■ Reading text ■
# Pressure testing plastic pipe



## conarb

On the old Bulletin Board there was a discussion about fire sprinklers that involved not being able to pressure test plastic pipe.  The subject has come up about air testing ABS, not being a plumber can plastic DWV pipe be air tested?  I've never seen ABS air tested, all I see air tested are  gas lines,  but is there a code section referencing it?


----------



## conarb

Re: Pressure testing plastic pipe

I found it in the IBC, that about the IRC?



			
				2007 CPC said:
			
		

> 712.1 Media. The piping of the plumbing, drainage, and venting systems shall be tested with water or air except that plastic pipe shall not be tested with air.


----------



## jar546

Re: Pressure testing plastic pipe

The issue here is that the DWV industry warns against testing with air.  When PVC fails from air pressure testing, it fails catestrophically,  not just a simple crack.  Water testing is a better method as the water molecules are smaller than air molecules.  The problem is that during construction, water is not always an easy option, especially during the winter months and before water is available at the site.  Not to mention ensuring that there is a minimum 10' water column for head pressure.

The 2006 IPC recognizes this problem.

This is from Charlotte Pipe:

Use of compressed air or gas in PVC/ABS/CPVC pipe or fittings can result in explosive failures and cause serious injury or death. An air test is not conclusive. Changes in ambient air temperature will cause the air pressure inside the system to vary. If the outside temperature increases, the test pressure inside the system will decrease. This air temperature variance can mask a leak or fail a system that should pass. Finally, leaks are easier to find with a hydrostatic test.


----------



## JBI

Re: Pressure testing plastic pipe

conarb - Without digging into the I-Codes (I'll let the rest of the folks do that) here are the relevant NYS Plumbing Code excerpts...

312.1 Required tests and inspections. Testing and inspection shall comply with Section 312.1 and Section 312.2. (I believe that's a typo and should read 312.2 and 312.3)

312.2 Drainage and vent water test. A water test shall be applied to the drainage system either in its entirety or in sections. If applied to the entire system, all openings in the piping shall be tightly closed, except the highest opening, and the system shall be filled with water to the point of overflow. If the system is tested in sections, each opening shall be tightly plugged except the highest openings of the section under test, and each section shall be filled with water, but no section shall be tested with less than a 10-foot (3048 mm) head of water. In testing successive sections, at least the upper 10 feet (3048 mm) of the next preceding section shall be tested so that no joint or pipe in the building, except the uppermost 10 feet (3048 mm) of the system, shall have been submitted to a test of less than a 10-foot (3048 mm) head of water. This pressure shall be held for at least 15 minutes before the start of the test. The system shall then be tight at all points.

(Here's why I think it's a typo)

312.3 Drainage and vent air test. An air test shall be made by forcing air into the system until there is a uniform gauge pressure of 5 psi (34.5 kPa) or sufficient to balance a 10-inch (254 mm) column of mercury. This pressure shall be held for a test period of at least 15 minutes. Any adjustments to the test pressure required because of changes in ambient temperature or the seating of gaskets shall be made prior to the beginning of the test period.

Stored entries
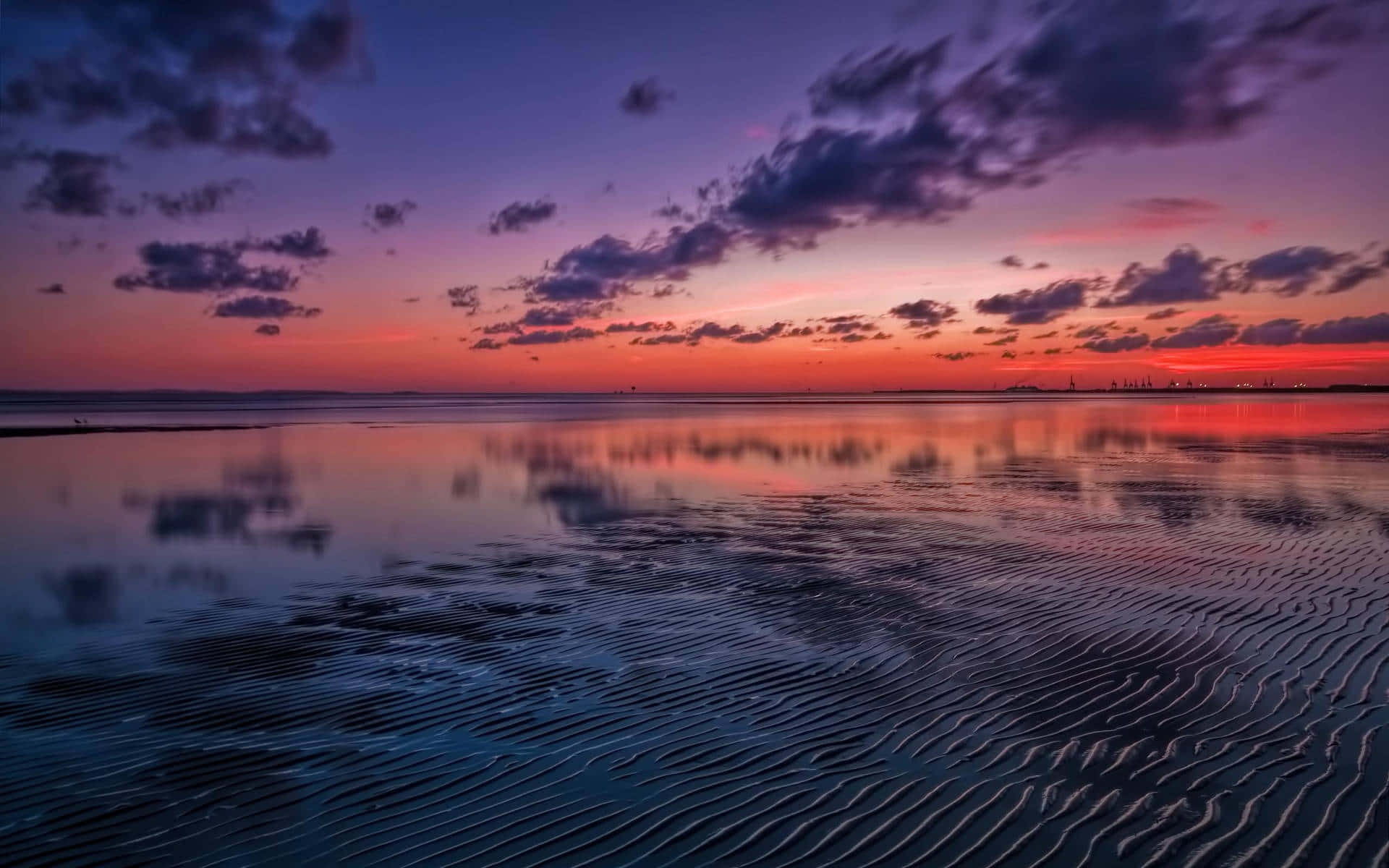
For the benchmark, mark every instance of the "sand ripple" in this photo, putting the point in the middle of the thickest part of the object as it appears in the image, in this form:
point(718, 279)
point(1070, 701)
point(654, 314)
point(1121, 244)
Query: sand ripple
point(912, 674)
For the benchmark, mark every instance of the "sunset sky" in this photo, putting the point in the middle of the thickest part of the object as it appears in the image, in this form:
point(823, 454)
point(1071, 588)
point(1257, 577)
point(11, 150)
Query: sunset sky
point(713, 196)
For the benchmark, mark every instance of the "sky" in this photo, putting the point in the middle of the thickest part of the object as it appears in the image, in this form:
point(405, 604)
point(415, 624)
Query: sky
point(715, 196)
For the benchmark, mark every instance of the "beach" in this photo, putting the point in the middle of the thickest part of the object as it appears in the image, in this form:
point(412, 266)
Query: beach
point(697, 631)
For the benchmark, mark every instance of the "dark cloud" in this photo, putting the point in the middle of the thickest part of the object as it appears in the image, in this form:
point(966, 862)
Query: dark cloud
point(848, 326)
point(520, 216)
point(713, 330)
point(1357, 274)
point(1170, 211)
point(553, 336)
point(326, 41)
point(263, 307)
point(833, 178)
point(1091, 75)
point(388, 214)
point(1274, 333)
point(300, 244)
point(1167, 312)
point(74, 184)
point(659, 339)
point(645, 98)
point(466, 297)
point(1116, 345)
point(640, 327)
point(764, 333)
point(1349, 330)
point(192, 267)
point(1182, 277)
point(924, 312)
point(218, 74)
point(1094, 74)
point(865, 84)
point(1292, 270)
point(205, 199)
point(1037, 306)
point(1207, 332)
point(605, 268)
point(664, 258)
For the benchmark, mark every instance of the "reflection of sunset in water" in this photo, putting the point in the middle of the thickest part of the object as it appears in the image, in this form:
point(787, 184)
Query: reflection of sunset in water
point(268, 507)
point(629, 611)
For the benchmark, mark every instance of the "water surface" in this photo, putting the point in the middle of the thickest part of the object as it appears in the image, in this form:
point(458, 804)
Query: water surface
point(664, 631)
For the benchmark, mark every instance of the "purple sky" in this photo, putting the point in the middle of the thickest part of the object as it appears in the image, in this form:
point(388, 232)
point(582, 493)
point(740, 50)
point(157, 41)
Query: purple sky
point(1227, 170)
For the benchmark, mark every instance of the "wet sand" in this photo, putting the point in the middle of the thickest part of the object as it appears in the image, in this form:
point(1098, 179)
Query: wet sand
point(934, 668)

■ Exercise set ■
(1) In the thread on pressure testing plastic pipe, what uniform gauge pressure does section 312.3 require for the drainage and vent air test?
(2) Repeat the pipe-testing thread from "Use of compressed" up to and including "Plumbing Code excerpts...".
(3) List the distinct usernames of all who post in the pipe-testing thread.
The records have no connection to the thread on pressure testing plastic pipe.

■ Answers for the tasks ■
(1) 5 psi (34.5 kPa), or enough to balance a 10-inch (254 mm) column of mercury.

(2)
Use of compressed air or gas in PVC/ABS/CPVC pipe or fittings can result in explosive failures and cause serious injury or death. An air test is not conclusive. Changes in ambient air temperature will cause the air pressure inside the system to vary. If the outside temperature increases, the test pressure inside the system will decrease. This air temperature variance can mask a leak or fail a system that should pass. Finally, leaks are easier to find with a hydrostatic test.


----------



## JBI

Re: Pressure testing plastic pipe

conarb - Without digging into the I-Codes (I'll let the rest of the folks do that) here are the relevant NYS Plumbing Code excerpts...

(3) conarb, jar546, JBI